Problem to solve ▸
Pull out every line in the listing below that contains the word "frame".

Material provided ▸
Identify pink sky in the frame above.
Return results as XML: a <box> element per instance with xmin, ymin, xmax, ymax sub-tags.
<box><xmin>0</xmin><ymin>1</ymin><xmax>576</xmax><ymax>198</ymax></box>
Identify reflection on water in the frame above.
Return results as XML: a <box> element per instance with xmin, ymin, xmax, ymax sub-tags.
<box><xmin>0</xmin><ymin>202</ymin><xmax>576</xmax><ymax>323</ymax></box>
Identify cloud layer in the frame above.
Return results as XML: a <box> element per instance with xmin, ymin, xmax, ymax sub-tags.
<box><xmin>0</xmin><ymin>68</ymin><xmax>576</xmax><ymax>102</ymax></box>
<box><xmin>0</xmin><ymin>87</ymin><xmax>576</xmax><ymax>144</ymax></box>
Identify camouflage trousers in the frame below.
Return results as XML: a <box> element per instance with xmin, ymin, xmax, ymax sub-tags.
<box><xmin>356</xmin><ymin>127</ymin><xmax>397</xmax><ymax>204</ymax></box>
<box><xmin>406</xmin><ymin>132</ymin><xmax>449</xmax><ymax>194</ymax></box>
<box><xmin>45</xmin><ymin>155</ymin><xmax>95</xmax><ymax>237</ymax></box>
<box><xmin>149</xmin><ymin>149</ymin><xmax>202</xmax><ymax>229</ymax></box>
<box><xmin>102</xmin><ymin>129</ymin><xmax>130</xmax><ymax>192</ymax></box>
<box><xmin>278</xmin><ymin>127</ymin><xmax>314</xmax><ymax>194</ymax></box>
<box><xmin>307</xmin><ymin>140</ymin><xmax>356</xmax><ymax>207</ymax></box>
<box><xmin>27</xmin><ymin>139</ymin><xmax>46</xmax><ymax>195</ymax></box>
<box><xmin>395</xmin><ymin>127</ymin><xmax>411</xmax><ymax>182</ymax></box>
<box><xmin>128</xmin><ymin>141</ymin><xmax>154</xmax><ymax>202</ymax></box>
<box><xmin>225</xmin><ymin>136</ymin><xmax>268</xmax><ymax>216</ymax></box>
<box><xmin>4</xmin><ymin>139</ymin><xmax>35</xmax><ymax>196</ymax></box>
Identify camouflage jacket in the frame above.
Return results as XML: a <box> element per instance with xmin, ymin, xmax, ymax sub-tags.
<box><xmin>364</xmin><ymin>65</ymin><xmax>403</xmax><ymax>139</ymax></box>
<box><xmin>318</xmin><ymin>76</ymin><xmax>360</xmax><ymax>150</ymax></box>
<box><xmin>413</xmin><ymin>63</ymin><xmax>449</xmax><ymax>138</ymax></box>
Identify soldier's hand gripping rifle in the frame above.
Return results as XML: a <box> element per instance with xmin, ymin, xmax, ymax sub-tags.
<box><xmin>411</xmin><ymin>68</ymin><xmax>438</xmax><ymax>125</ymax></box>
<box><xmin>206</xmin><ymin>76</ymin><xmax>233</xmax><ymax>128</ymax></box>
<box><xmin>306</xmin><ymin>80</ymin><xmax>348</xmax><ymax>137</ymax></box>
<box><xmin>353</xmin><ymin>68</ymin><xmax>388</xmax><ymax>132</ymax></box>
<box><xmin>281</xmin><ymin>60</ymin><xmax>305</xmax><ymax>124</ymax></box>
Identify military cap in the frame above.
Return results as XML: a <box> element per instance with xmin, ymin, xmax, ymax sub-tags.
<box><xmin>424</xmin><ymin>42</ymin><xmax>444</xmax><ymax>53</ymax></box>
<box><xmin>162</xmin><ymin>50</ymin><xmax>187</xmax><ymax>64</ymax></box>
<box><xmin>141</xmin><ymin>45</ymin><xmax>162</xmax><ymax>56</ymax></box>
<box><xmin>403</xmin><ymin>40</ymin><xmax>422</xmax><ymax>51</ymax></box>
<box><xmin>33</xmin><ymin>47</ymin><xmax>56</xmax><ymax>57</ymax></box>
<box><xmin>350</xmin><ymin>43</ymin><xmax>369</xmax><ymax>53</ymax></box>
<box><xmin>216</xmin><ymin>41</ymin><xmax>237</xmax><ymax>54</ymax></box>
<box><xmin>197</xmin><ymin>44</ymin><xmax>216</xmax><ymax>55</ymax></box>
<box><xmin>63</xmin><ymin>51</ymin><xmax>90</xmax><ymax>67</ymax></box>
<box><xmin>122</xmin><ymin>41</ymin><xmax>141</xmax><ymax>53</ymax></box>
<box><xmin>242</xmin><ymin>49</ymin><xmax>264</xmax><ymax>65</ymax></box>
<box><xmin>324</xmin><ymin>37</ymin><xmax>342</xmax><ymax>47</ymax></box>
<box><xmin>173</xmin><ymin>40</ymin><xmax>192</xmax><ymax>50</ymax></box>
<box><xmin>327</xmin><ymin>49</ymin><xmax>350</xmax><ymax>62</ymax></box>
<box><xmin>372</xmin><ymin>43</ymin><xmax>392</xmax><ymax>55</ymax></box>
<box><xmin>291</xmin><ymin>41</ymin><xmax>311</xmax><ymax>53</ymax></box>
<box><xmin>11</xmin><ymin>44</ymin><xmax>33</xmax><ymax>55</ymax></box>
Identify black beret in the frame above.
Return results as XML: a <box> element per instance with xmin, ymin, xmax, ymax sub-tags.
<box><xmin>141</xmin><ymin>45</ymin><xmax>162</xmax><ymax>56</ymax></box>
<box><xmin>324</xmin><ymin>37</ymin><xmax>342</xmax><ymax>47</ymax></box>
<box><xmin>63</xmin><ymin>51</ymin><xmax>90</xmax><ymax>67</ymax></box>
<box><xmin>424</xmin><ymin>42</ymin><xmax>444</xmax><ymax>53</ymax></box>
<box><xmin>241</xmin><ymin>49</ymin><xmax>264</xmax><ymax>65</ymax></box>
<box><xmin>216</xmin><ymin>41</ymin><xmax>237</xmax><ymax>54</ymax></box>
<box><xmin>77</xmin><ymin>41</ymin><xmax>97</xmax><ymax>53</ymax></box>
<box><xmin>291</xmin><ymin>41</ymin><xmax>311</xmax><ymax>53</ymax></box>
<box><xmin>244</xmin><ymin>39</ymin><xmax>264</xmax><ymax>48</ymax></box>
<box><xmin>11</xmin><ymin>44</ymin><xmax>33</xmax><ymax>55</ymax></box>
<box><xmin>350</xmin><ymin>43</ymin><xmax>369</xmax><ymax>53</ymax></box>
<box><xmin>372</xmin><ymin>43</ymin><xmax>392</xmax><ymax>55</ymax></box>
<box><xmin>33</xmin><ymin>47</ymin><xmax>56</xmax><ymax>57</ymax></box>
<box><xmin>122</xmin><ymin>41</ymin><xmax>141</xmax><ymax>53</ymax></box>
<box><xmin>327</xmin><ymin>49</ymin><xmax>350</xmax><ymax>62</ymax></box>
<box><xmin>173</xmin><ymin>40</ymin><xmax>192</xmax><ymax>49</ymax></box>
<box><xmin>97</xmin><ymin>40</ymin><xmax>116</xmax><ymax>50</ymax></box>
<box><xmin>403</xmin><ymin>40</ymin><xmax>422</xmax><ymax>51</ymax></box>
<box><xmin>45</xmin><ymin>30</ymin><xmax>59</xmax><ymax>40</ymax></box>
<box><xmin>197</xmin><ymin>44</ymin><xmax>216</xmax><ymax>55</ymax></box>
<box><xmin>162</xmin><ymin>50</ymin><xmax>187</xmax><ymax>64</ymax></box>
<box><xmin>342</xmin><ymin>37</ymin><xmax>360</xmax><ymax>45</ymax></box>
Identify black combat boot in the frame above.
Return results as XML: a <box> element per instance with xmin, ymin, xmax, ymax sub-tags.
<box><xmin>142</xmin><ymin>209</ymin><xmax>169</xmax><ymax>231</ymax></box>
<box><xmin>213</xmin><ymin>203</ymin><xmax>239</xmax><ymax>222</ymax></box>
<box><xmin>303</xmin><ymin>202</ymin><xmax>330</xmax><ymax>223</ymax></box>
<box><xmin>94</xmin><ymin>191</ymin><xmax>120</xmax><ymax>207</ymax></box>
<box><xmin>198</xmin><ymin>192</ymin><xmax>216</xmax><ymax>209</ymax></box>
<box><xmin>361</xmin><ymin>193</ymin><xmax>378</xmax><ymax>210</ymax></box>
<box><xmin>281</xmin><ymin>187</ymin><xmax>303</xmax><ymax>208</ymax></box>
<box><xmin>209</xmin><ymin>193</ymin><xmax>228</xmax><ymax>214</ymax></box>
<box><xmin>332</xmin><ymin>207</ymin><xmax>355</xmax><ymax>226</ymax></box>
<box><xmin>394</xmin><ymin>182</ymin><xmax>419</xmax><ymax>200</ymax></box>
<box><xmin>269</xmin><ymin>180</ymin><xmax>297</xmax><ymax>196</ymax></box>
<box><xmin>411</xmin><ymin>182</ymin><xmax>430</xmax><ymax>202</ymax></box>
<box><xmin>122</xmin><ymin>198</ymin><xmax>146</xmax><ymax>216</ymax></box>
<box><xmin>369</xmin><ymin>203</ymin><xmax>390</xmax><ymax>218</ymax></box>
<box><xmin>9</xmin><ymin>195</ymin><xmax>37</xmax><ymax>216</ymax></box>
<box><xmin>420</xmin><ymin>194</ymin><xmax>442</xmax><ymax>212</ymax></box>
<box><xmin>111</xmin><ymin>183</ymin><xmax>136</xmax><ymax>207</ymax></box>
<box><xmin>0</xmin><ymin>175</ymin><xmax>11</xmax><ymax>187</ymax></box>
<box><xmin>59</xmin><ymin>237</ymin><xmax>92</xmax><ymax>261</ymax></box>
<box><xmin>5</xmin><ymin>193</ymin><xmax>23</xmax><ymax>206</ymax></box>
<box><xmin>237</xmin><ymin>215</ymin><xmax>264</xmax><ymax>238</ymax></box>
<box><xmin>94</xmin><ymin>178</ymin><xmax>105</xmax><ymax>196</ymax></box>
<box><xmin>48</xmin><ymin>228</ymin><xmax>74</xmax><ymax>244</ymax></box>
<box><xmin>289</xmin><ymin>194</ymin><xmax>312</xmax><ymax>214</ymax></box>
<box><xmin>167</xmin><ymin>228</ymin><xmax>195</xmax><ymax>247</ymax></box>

Answer to this problem ▸
Identify pink sky in the frame above.
Identify reflection on water in the frame above.
Identify cloud layer in the frame above.
Identify camouflage trousers in the frame below.
Identify camouflage jacket in the frame above.
Identify soldier's hand gripping rifle in the frame above.
Identify military cap in the frame above.
Identify black beret in the frame above.
Identify black combat boot in the frame above.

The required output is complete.